REQUIREMENT: While reading through the material below, copy each line that holds the word "frame".

DATA PROVIDED:
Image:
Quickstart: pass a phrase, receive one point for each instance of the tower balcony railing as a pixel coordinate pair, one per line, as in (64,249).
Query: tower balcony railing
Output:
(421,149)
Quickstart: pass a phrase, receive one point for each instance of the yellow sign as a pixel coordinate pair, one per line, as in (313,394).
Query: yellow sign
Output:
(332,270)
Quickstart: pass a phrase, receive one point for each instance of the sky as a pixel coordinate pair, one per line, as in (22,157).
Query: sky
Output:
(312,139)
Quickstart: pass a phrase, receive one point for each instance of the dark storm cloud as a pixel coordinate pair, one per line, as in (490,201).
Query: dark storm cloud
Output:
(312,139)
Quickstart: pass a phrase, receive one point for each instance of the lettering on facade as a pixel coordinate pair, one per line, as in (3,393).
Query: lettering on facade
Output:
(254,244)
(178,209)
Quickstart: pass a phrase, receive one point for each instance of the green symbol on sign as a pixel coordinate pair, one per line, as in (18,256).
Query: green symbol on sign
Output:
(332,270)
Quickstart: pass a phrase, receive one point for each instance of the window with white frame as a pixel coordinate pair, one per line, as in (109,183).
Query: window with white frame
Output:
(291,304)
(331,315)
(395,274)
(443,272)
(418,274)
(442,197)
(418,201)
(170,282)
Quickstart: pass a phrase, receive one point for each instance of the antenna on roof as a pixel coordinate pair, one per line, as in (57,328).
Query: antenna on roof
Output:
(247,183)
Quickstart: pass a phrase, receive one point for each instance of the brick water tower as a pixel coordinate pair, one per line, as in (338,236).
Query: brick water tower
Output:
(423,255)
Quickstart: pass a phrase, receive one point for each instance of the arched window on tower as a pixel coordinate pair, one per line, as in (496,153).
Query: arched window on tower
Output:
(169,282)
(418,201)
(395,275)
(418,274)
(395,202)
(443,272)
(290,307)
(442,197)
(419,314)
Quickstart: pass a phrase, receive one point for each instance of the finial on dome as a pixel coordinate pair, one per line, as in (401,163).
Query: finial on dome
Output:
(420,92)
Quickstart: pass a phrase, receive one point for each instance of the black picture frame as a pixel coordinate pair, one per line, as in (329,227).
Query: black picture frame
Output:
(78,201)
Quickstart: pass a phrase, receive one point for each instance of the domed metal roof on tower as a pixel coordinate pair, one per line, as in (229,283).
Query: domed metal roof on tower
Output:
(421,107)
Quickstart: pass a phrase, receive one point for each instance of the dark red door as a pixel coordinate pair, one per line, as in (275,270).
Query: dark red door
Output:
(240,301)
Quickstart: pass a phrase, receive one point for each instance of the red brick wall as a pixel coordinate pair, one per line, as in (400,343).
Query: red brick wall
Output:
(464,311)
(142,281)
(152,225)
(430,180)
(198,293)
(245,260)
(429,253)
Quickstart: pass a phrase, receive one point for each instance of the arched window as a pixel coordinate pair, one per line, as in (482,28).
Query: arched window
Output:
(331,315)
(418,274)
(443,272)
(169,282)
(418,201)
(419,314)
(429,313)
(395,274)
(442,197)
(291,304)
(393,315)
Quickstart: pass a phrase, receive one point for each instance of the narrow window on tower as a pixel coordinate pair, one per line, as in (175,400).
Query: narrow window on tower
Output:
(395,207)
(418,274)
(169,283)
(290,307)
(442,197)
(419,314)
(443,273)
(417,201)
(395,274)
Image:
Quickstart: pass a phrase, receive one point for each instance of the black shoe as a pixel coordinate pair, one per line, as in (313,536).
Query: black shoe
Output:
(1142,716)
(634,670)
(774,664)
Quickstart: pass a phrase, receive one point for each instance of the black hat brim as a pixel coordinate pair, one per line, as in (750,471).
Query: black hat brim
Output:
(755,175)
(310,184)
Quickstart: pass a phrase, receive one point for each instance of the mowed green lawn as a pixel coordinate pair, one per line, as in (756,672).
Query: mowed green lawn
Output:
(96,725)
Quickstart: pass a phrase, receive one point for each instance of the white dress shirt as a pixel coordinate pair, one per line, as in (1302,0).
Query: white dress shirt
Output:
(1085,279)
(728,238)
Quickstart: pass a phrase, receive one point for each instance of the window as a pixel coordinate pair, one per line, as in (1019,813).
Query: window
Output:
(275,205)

SOLUTION TO THE EXERCISE:
Quickstart: pass a phrase, receive one point for each instance of the window with white frame as a pixel coordinate pair, one per line, as in (109,183).
Query: window with white frame
Quickstart: pass a phrase, receive one point for each instance of the black picture frame as a pixel coordinate pair, one per line, as in (329,227).
Query: black picture frame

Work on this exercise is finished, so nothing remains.